--- Problem ---
In the post about Zoids and its spin-offs, what made these toy lines vulnerable to other robot toys? Explain in one to three sentences.

Zoids, Robo Strux and Starriors--Oh My!



When it comes to toys in the U.S., the 1980s was the decade of the robot. Sure, we had robot toys such as Shogun Warriors and Micronauts in the 1970s and the 1977 release of the first Star Wars movie certainly helped to promote the popularity of robots during that decade, but toy lines that were completely devoted to robots really didn't come into their own here until the 1980s. I'm not sure what caused it. Maybe once the first Star Wars trilogy came to an end, toy companies felt that robot merchandise could fill the void that the discontinued Star Wars toy line left behind. Maybe it was the steadily increasing import of anime, toys and model kits from Japan, where robots have always been popular. Maybe it was both.

Regardless, the 1980s saw the arrival and popularity of the Transformers, Voltron, and Robotech, along with several other less-popular toy lines and TV shows. This post is devoted to one of the more obscure toylines, Zoids, along with two of its spin-offs, Robo Strux and Starriors. There actually is a Zoids anime series from Japan that was aired here a few years ago, and there are avid Zoids collectors all over the world even to this day. However, the Zoids and its sister toy lines arrived on toy shelves in the 1980s without any TV series to support them, thus leaving them vulnerable to the other robot toys that had the power syndicated TV shows to help boost their popularity. What made these robot toys distinct from the others is that they were robots that you could build yourself as if they were model kits, and then you could play with them like toys and watch them move via wind-up or battery-powered motors. Read on for a more detailed look at these fun, creative robot toy lines from Tomy.

Labeled-object pointing entries:
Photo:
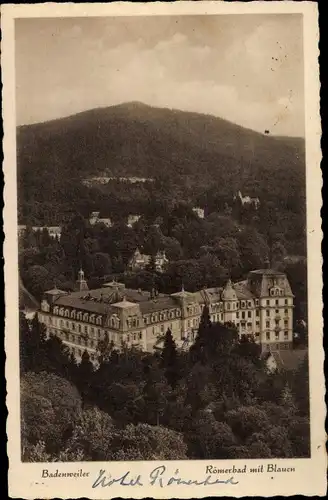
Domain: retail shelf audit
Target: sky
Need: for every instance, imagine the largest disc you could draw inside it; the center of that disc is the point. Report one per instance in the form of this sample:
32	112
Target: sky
247	69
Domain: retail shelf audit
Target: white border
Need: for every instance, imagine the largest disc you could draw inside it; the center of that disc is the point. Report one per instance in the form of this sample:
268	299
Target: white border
310	476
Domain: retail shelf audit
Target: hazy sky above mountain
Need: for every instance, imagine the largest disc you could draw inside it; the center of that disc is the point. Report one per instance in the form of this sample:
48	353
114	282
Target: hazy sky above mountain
245	68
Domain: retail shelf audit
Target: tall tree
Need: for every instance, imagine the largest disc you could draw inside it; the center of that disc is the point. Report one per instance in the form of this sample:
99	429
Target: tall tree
32	345
197	350
169	360
85	376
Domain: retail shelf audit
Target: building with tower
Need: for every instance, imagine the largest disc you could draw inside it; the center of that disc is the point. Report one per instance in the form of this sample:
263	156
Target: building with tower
260	306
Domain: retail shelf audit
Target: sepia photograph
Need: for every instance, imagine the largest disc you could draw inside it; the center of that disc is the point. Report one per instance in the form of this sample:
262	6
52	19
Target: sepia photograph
162	243
162	238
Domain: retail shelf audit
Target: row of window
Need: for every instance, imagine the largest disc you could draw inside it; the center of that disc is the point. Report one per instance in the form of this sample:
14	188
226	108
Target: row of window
277	311
75	339
78	353
277	302
162	316
276	335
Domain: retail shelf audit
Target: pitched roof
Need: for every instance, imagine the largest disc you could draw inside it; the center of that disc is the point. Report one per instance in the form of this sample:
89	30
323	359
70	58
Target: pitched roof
267	272
242	290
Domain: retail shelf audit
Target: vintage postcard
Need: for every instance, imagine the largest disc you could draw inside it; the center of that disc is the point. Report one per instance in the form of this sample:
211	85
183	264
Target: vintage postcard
163	269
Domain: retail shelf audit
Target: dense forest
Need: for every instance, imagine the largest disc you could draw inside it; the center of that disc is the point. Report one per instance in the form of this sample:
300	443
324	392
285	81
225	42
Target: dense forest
196	159
216	401
201	252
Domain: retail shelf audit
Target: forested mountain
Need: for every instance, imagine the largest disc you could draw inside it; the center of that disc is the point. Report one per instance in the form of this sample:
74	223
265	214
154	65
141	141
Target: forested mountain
210	158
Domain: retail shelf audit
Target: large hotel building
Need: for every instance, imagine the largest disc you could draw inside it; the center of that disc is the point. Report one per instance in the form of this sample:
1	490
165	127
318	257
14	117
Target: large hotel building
261	306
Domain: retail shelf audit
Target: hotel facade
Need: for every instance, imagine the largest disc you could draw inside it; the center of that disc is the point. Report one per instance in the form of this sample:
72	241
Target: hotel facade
260	306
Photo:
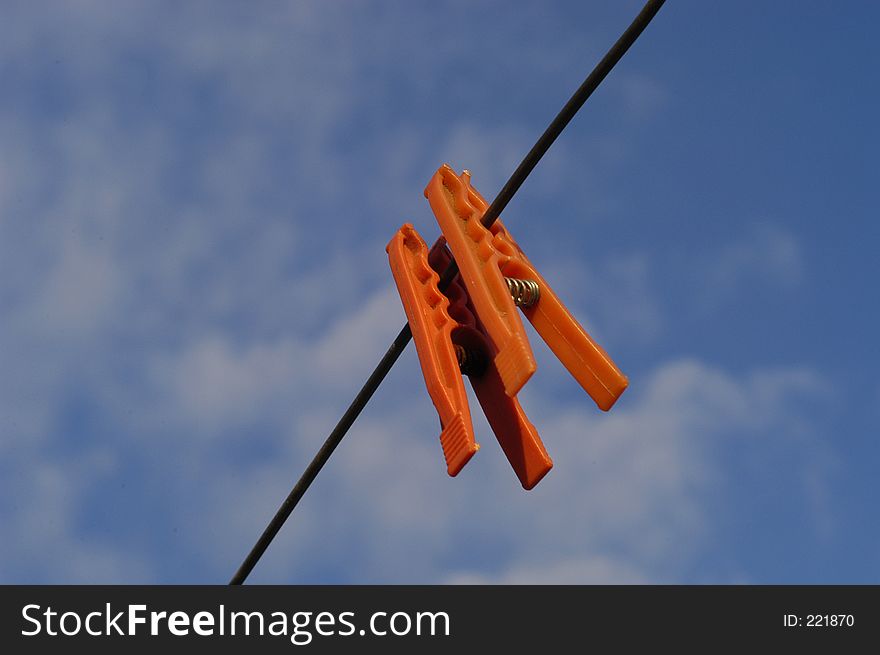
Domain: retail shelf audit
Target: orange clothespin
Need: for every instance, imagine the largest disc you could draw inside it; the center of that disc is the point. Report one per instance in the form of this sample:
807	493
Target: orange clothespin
473	328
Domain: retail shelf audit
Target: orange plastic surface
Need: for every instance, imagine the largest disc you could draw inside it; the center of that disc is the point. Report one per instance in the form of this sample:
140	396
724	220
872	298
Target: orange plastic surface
458	209
451	196
432	328
515	433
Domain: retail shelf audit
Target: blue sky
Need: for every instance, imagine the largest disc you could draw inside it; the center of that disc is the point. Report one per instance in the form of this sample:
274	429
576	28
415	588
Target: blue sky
194	204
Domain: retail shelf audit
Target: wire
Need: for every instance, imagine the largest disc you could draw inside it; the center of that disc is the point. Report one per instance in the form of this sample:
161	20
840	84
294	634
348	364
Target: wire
403	338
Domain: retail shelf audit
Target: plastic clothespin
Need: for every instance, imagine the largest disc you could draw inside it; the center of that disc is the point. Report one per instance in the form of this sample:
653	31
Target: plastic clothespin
473	327
449	337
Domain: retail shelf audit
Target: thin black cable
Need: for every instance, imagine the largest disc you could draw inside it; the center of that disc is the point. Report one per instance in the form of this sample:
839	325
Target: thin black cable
403	338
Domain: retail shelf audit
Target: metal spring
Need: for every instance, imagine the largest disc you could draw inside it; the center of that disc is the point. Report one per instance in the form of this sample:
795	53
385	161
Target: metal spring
525	293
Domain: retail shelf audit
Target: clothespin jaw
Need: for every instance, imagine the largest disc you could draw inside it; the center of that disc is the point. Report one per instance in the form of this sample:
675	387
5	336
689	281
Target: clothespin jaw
427	311
516	435
458	210
485	256
446	332
473	327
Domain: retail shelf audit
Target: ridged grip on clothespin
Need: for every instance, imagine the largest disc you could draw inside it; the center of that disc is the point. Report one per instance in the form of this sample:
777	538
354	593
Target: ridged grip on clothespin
516	435
433	328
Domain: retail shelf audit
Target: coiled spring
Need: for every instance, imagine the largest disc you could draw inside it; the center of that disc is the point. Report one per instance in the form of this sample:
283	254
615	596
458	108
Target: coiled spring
525	293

--- The completed task ---
Zoids and its sister lines arrived on toy shelves in the 1980s without any TV series to support them. Other robot toys had syndicated TV shows that helped boost their popularity.